-- start --
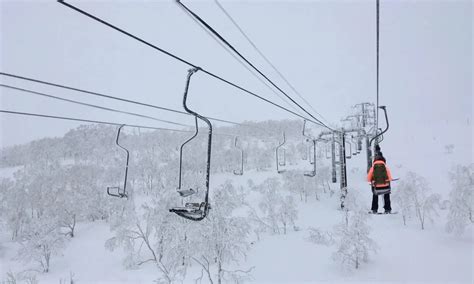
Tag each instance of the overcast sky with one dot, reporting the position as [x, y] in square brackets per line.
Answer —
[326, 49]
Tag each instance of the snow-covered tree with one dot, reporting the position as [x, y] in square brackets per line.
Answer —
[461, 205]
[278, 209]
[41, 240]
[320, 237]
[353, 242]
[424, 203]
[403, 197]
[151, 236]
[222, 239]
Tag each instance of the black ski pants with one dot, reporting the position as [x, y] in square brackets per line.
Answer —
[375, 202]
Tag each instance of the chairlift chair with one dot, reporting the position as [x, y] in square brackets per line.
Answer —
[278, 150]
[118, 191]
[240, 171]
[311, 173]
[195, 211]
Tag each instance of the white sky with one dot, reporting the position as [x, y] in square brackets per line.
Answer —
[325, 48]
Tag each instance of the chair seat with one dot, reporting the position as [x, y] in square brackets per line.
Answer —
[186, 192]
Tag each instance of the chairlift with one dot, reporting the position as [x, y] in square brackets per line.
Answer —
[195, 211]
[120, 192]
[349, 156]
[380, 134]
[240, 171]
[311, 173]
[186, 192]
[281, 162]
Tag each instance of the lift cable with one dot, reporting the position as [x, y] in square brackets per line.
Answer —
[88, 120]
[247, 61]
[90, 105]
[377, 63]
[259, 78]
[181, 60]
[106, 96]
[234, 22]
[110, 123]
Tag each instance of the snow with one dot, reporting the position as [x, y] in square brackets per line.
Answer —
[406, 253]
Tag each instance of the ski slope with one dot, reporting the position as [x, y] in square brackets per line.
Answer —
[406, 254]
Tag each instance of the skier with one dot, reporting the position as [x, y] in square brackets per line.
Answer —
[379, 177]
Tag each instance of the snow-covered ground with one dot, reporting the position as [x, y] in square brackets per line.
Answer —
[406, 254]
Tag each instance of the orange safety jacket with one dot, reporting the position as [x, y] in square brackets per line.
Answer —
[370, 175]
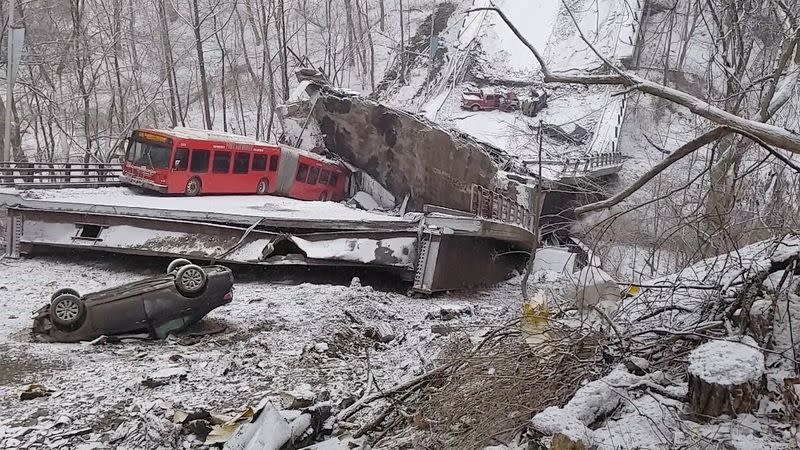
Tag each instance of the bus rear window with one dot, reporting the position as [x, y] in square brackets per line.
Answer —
-- end --
-- start --
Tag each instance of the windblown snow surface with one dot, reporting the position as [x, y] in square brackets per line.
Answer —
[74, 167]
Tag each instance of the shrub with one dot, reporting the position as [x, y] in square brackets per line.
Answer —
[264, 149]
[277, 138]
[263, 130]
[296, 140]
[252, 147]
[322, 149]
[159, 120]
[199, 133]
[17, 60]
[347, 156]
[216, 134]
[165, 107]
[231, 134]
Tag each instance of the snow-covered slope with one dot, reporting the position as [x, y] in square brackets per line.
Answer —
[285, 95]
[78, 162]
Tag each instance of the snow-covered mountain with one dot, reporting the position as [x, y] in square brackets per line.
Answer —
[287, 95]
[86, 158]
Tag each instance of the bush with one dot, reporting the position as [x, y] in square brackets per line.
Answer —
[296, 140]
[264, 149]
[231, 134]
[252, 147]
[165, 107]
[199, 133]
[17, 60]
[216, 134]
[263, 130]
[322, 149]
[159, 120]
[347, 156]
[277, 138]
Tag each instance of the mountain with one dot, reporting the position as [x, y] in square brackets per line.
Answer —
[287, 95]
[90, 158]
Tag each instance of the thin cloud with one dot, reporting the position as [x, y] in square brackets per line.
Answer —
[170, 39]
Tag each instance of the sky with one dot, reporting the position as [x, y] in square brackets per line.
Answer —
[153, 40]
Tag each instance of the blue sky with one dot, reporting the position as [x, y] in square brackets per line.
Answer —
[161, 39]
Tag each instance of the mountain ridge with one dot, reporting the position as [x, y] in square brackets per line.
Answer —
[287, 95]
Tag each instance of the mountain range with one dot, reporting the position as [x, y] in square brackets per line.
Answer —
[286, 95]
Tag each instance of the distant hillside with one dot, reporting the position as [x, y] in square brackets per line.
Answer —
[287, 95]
-- end --
-- start --
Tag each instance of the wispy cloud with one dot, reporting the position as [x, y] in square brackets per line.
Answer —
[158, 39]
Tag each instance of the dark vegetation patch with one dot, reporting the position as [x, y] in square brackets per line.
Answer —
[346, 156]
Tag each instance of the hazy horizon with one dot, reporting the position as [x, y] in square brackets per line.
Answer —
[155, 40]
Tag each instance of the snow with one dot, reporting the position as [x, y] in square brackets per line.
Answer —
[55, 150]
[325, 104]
-- end --
◆ GOAL: Count the lines in the listing above that contain the word "chairlift", and reply with the number alone.

◆ REPLY TO THE EXERCISE: 2